→ **EXERCISE**
Output only the lines of the entries that follow, starting at the one with "box: [396, 497, 623, 570]" and running down to the one with "516L512 506L448 535L418", both included and unchanged.
=== RECORDS ===
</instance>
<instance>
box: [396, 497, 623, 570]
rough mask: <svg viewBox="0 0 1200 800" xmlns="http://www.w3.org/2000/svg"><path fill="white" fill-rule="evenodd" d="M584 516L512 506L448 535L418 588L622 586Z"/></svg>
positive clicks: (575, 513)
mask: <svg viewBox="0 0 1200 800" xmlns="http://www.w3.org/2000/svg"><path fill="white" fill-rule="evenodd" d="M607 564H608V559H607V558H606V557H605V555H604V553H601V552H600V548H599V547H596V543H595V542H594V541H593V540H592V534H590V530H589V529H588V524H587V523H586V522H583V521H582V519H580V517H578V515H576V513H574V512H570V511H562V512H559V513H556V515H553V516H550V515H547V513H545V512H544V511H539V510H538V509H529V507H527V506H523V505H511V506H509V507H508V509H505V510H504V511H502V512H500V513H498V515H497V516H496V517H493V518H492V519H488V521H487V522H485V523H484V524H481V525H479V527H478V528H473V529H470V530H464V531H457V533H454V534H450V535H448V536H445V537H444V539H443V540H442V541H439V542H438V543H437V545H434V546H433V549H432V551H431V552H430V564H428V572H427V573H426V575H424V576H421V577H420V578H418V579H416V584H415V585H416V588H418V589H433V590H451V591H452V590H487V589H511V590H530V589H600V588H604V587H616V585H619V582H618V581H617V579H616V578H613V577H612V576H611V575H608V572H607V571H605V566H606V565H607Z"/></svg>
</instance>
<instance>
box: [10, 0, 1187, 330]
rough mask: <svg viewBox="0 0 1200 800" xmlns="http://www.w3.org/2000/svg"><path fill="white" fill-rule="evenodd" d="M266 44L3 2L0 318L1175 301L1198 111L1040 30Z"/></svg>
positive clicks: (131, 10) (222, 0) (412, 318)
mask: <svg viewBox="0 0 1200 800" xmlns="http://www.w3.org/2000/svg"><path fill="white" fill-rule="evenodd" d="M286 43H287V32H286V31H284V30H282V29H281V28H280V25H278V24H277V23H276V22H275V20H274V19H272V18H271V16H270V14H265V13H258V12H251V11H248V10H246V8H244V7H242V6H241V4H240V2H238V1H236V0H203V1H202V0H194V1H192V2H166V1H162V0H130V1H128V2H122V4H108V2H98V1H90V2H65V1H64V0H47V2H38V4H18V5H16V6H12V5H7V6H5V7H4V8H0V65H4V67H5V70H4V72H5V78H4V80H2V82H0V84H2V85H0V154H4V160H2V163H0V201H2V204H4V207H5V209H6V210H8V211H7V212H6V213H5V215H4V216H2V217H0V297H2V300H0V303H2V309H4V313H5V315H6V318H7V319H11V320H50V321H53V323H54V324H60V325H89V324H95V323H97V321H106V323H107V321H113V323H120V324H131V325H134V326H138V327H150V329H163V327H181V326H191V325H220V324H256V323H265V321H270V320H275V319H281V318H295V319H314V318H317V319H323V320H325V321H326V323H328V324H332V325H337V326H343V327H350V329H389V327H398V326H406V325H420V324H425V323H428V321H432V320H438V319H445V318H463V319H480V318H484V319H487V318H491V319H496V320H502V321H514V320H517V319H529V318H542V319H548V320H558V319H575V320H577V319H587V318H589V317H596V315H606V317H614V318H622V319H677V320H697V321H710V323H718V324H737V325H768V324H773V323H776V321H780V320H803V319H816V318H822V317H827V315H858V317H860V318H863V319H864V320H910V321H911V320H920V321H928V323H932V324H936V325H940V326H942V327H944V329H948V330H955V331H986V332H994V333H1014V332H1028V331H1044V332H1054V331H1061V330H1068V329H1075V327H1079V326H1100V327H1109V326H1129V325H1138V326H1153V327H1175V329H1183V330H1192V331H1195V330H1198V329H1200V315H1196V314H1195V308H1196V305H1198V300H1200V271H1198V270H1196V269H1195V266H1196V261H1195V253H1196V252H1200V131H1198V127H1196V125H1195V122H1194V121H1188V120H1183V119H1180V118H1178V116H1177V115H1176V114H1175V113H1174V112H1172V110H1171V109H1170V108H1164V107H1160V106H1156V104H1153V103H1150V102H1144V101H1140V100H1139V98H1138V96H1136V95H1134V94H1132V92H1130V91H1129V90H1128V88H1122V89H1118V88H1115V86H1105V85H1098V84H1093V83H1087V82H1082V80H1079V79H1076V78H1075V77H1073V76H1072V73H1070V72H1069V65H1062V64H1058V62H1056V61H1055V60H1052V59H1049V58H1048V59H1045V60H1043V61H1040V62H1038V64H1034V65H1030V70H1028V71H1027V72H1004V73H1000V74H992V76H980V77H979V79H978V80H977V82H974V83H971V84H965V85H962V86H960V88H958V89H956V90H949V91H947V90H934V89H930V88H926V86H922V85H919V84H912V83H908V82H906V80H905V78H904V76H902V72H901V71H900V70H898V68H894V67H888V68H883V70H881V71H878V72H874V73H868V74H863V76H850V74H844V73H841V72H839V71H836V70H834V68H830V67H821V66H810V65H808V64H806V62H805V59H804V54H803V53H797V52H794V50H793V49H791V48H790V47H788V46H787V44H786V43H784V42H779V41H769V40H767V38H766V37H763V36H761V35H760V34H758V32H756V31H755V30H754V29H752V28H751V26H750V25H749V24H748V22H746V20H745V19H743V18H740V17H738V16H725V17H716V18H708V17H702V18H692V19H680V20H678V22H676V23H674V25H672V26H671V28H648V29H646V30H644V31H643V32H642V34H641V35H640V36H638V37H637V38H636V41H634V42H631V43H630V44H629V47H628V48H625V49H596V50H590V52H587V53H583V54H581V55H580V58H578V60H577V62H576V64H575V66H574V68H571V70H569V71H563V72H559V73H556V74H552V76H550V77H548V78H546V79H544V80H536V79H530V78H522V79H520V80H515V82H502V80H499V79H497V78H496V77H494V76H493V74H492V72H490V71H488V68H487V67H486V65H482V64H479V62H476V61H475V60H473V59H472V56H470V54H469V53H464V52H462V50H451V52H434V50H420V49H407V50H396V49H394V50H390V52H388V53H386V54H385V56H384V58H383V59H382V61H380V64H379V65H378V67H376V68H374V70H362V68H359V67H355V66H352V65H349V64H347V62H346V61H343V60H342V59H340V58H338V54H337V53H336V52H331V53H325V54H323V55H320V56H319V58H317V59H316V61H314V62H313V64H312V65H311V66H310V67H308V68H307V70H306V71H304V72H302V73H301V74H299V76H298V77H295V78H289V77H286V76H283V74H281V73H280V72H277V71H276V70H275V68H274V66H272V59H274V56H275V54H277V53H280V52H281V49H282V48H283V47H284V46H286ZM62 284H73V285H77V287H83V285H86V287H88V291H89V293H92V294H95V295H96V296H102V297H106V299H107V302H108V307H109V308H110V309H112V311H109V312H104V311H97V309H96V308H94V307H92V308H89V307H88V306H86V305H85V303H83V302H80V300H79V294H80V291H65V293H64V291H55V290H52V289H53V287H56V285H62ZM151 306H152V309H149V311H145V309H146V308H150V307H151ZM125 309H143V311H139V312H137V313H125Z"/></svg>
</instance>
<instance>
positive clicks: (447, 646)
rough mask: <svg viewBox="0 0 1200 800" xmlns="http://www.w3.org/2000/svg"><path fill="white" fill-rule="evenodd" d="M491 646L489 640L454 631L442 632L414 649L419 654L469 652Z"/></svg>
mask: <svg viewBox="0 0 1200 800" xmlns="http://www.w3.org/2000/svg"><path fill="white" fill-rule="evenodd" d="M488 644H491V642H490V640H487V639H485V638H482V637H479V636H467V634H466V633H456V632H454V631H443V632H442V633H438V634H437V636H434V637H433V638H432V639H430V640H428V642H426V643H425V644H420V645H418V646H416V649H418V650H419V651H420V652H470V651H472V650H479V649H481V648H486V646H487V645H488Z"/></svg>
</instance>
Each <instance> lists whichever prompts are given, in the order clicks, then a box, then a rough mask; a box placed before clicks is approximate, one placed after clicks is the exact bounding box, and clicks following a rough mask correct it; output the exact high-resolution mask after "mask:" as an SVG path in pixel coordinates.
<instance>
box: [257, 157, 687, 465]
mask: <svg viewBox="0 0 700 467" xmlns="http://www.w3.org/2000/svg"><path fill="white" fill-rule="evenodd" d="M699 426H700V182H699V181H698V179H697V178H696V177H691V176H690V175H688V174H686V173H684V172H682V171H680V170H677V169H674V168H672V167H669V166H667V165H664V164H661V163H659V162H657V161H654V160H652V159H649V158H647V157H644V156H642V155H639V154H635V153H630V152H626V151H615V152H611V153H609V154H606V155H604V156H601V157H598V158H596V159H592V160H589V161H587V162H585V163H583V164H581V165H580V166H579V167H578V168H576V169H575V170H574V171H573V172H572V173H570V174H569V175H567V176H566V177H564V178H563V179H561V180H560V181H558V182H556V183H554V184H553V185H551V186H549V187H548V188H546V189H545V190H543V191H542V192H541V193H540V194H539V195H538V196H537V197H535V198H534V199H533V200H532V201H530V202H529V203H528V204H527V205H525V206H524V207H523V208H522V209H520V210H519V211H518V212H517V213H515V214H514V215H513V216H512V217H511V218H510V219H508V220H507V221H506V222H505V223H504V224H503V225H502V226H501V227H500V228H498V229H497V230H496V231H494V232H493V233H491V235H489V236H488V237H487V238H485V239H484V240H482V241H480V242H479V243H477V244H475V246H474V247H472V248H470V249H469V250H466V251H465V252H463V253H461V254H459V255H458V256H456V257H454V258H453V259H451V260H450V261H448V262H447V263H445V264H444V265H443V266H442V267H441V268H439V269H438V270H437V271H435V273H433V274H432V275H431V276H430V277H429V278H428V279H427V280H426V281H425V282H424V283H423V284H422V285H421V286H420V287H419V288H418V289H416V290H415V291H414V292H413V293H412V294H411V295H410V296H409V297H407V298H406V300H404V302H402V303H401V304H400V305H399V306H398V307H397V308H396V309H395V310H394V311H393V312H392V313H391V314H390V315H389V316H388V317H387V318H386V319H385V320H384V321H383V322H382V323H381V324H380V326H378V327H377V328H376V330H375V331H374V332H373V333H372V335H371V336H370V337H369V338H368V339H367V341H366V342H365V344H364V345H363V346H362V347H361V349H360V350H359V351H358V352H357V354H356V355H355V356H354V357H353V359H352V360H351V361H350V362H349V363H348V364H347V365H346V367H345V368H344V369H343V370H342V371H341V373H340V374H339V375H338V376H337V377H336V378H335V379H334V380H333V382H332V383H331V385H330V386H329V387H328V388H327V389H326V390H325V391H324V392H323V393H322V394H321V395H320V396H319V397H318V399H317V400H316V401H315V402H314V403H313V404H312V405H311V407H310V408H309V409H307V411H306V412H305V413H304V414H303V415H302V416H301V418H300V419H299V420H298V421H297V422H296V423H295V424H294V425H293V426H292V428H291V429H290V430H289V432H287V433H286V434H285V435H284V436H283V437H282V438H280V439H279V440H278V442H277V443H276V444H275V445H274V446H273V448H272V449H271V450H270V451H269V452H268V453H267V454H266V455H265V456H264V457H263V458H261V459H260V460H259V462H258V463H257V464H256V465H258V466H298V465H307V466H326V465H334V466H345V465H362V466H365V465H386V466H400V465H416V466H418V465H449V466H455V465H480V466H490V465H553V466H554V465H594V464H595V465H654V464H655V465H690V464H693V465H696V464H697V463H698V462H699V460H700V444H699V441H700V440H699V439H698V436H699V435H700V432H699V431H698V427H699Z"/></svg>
===
→ **OUTPUT FOR THIS EXERCISE**
box: [396, 497, 623, 570]
rough mask: <svg viewBox="0 0 1200 800" xmlns="http://www.w3.org/2000/svg"><path fill="white" fill-rule="evenodd" d="M584 516L512 506L448 535L418 588L622 586Z"/></svg>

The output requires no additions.